Task statement = Tell me how many lines in the data include "rocky", and keep the reply to that number.

Phrase grounding data:
=== Begin Enclosure ===

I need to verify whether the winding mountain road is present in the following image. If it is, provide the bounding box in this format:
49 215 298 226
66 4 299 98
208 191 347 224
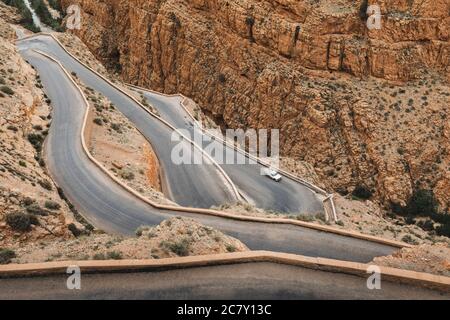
19 37 238 210
17 42 398 263
18 34 324 215
138 91 325 214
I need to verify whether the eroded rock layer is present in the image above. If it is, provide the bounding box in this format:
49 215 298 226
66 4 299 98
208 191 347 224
61 0 450 210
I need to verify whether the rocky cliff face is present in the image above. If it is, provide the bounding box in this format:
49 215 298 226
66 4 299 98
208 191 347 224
60 0 449 210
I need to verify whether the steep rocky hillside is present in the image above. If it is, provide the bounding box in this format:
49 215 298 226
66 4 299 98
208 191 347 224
60 0 449 211
0 5 75 246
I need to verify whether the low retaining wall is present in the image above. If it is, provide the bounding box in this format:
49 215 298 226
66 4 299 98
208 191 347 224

=== End Enclosure ===

Output below = 2